*O QUE FAZER*
(a) Responda, por favor, a estas perguntas sobre o texto a respeito de Lakhdar Brahimi:
(i) Quantos refugiados voltaram ao Afeganistão, segundo Brahimi?
(ii) Em que mês e ano Brahimi foi nomeado para o posto no Afeganistão?
(iii) Quantos delegados a Loya Jirga reuniu?
(b) No texto sobre Lakhdar Brahimi, reescreva de forma mais curta o parágrafo que começa com "Brahimi foi nomeado para o posto", mantendo os fatos principais.
(c) Escreva a continuação do texto sobre Lakhdar Brahimi a partir da última frase apresentada.

*TEXTO*
╔══

Ex-enviado da ONU vê avanços no Afeganistão apesar da insegurança

CÍNTIA CARDOSO
DE NOVA YORK

Após dois anos como enviado especial das Nações Unidas ao Afeganistão, o diplomata argelino Lakhdar Brahimi, 70, comenta com orgulho os avanços ocorridos no país desde a deposição do regime islâmico extremista do Taleban pelas forças da coalizão liderada pelos EUA.
Brahimi, que deixou o cargo no começo deste ano, enfatiza que 2 milhões de refugiados voltaram, que 4 milhões de crianças estão na escola e que a pólio está praticamente erradicada.
O entusiasmo, no entanto, é temperado pela preocupação com a questão da segurança do país, sobretudo com relação às milícias comandadas pelos "senhores da guerra". "Há situações nas quais ninguém atinge você diretamente, mas podem chegar e falar: "Se você não votar em mim amanhã...'", diz Brahimi, que faz um gesto simulando uma faca cortando a garganta.
Brahimi foi nomeado para o posto no Afeganistão em outubro de 2001. À frente da missão da ONU, ele foi o principal responsável por costurar os acordos de Bonn, que levaram à formação da Loya Jirga (ou "grande conselho", que reuniu 500 delegados de 32 Províncias) e ao estabelecimento da nova Constituição.
Ao regressar a Nova York, Brahimi ganhou a função de conselheiro do secretário-geral da ONU, Kofi Annan.
O novo posto, segundo ele, não envolverá atuação direta no processo de reconstrução do Iraque. A administração Bush, entretanto, faz forte pressão para que o ex-enviado chefie uma missão da ONU no Iraque.
Leia a seguir a entrevista concedida por Brahimi à Folha em seu escritório na sede das Nações Unidas, em Nova York.

 

Folha - Qual é a sua avaliação do papel da ONU no cenário pós-guerra do Afeganistão?
Ladhkar Brahimi -
Boa. A ONU está envolvida há muitos anos no Afeganistão. Isso já ocorre desde os anos 90, quando havia muito pouco interesse pelo país. No aspecto político, as Nações Unidas participaram e organizaram o processo de Bonn. A última e decisiva etapa dessa nossa ajuda foi a Constituição.

Folha - Recentemente o sr. pediu a ampliação urgente da participação das forças militares internacionais também em regiões fora da capital, Cabul. Qual é a extensão do problema da segurança no Afeganistão?
Brahimi -
A segurança ainda é um problema muito sério. É uma grave ameaça à implementação do processo de reconstrução do país e ao processo político. A própria atividade da ONU está restrita em algumas áreas por causa da questão de segurança. O Conselho de Segurança adotou uma resolução que permite a expansão de forças ao redor de Cabul, mas isso ainda não se concretizou. Por isso, fiz esse apelo. Há as "equipes de reconstrução das Províncias" [grupos militares liderados pelos EUA, mas que não são submetidos a um mandato da ONU] e elas parecem estar crescendo. É um modo de expandir a presença militar fora de Cabul. É melhor do que nada, mas não acredito que seja a melhor solução.

╚══

*MATERIAL FORNECIDO*
╔══

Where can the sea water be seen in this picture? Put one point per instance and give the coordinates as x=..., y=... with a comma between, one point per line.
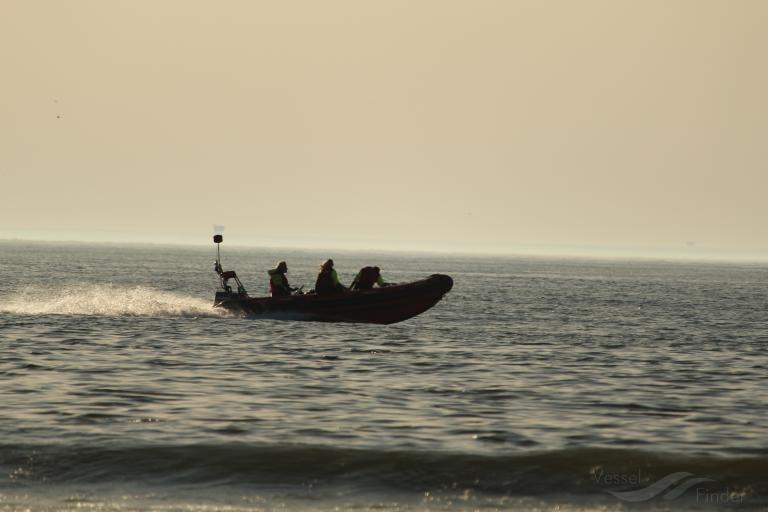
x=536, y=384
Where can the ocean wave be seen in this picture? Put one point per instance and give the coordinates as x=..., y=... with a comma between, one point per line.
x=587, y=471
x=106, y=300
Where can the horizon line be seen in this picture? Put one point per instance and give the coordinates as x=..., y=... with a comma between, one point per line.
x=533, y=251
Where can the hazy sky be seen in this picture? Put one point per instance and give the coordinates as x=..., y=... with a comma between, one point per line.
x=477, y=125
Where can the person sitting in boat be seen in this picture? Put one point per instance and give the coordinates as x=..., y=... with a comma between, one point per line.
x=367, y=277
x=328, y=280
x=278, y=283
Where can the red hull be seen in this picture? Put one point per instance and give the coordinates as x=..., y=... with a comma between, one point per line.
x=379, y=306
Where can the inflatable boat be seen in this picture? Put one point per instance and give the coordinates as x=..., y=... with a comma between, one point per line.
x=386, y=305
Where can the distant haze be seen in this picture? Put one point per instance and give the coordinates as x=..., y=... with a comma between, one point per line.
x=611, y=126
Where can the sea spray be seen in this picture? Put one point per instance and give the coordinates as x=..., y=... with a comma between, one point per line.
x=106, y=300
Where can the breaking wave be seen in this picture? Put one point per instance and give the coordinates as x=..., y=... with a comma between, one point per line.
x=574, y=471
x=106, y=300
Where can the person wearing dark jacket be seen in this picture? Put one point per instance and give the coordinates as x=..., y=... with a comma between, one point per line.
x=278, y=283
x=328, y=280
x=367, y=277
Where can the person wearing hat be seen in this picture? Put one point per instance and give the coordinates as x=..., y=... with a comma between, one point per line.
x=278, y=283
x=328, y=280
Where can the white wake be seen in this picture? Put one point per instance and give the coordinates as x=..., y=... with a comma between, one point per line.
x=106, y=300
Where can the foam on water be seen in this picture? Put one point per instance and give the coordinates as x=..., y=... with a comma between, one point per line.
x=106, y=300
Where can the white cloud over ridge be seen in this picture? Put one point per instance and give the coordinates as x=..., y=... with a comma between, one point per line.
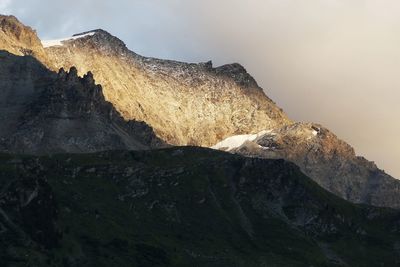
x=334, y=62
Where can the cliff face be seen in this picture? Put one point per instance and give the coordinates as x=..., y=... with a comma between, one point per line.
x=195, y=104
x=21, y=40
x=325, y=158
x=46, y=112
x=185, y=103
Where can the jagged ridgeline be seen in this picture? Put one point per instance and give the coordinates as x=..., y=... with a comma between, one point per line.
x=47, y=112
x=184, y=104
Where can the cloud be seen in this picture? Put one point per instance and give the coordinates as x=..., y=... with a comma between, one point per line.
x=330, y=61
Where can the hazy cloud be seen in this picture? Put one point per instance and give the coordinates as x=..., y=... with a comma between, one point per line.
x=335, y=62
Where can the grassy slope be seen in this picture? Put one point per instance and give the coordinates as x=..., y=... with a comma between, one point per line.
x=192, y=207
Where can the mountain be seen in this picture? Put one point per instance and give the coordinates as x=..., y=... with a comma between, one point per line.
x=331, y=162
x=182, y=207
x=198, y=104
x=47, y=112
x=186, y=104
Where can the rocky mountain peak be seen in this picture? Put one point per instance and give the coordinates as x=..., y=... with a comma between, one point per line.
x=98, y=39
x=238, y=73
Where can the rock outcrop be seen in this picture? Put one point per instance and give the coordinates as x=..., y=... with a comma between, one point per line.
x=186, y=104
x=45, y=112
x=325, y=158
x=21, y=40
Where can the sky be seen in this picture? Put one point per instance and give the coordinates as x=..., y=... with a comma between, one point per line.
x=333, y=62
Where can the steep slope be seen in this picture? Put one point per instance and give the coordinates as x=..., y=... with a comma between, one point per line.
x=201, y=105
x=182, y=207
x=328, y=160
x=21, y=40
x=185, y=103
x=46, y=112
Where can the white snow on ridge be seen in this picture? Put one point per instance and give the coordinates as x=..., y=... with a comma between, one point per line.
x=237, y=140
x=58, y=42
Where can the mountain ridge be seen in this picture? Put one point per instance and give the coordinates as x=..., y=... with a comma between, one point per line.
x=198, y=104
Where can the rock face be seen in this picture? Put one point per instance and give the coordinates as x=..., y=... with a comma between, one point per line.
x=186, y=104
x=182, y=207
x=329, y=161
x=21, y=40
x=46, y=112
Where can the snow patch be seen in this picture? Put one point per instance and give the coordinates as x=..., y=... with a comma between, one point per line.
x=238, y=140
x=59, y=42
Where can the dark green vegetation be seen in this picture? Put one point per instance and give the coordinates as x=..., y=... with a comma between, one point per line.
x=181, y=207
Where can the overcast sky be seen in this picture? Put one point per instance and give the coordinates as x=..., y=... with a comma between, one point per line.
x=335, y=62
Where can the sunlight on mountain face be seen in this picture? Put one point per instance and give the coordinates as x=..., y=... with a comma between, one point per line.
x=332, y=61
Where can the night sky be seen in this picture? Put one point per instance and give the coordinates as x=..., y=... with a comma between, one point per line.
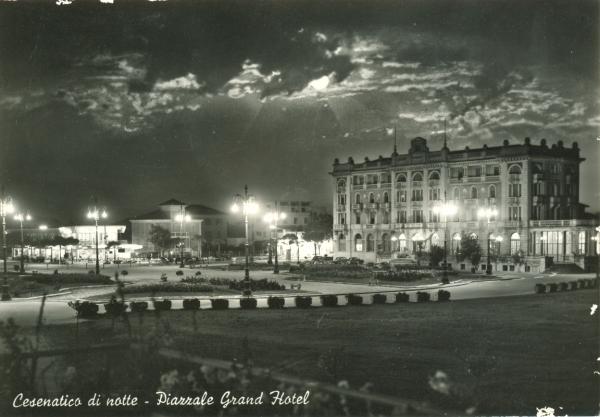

╚══

*RESPOSTAS POR ORDEM*
(a)
(i) 2 milhões de refugiados.
(ii) Em outubro de 2001.
(iii) 500 delegados, de 32 Províncias.

(b) Nomeado em outubro de 2001, Brahimi chefiou a missão da ONU no Afeganistão e foi o principal articulador dos acordos de Bonn, que levaram à Loya Jirga (500 delegados de 32 Províncias) e à nova Constituição.

(c)
Folha - Devido à insegurança no país, o senhor acredita ser possível a realização de eleições gerais ainda neste ano?
Brahimi -
Estamos trabalhando nisso agora para ver como organizar os preparativos dessas eleições e analisar quando elas serão possíveis. Acredito que pensar em eleições presidenciais em agosto ou setembro deste ano seja realístico. Mas, pessoalmente, eu duvido que seja possível ter eleições presidenciais e parlamentares ao mesmo tempo neste ano.

Folha - Qual a ameaça representada pelos "senhores da guerra"?
Brahimi -
A divisão de facções é certamente um problema para a sociedade. É preciso termos certeza de que esses chamados "senhores da guerra" não vão utilizar a força para influenciar o voto. A questão de segurança não é apenas a presença de uma bomba. Há situações nas quais ninguém atinge você diretamente, mas podem chegar e falar: "Se você não votar em mim amanhã...".

Folha -Como o sr. acredita que o Afeganistão deva equilibrar uma democracia à moda ocidental com o legado da tradição islâmica e tribal?
Brahimi -
Os afegãos estão tentando encontrar o equilíbrio adequado entre tradição, religião e modernidade. Não existe ainda um consenso entre os afegãos sobre como isso deve ocorrer, mas a nova Constituição é um sinal de esperança de que eles terão a capacidade de encontrar esse equilíbrio. Nós, estrangeiros, temos de ter paciência e respeito. Temos de deixar que eles trilhem o seu próprio caminho, com a velocidade que eles julgarem ser a mais adequada.